0

Although there have been quite some posts on these topic, my question is little bit specific. I need to parse few website and once done, I need to send some data to it. For example, say website A offers me a search tab, I need to programatically feed data to it. The resulting page might differ based on target site's updates. I want to code such a crawler. So which tools/language would be best to realize this? I am already well-versed in java and C, so anything based on these would be really helpful.

Ajith Kamath
  • 51
  • 1
  • 6

1 Answers1

0

I would suggest using phantomjs. It's completely free and Windows, Linux, Mac are supported.

  • It is very simple to install.
  • It is very simple to execute using command line.
  • Community is pretty big and solving straight-forward problems is trivial.
  • It uses JavaScript as the scripting language so you'll be fine, I guess, with your Java background.
  • You'll have to get familiar with DOM structure. Well, you cannot write a crawler without knowing it (even in case you select completely visual solution).

Everything depends on how frequently the crawler should be executed: PhantomJs is great for long-term jobs. Use something else, visual, like iMacros in case you're looking for one-time solution. It can be used inside Mozilla as an extension (free of charge) and there's a standalone version that costs money.

Cheers

Community
  • 1
  • 1
Andrey Petrenko
  • 380
  • 2
  • 3

What you should do » From the crawler thread, retype the passage between "I would suggest" and "completely visual solution).", inclusive.

Source data »
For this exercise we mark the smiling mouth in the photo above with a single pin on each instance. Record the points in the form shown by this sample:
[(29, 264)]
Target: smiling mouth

Exercise answer »
I would suggest using phantomjs. It's completely free and Windows, Linux, Mac are supported.

  • It is very simple to install.
  • It is very simple to execute using command line.
  • Community is pretty big and solving straight-forward problems is trivial.
  • It uses JavaScript as the scripting language so you'll be fine, I guess, with your Java background.
  • You'll have to get familiar with DOM structure. Well, you cannot write a crawler without knowing it (even in case you select completely visual solution).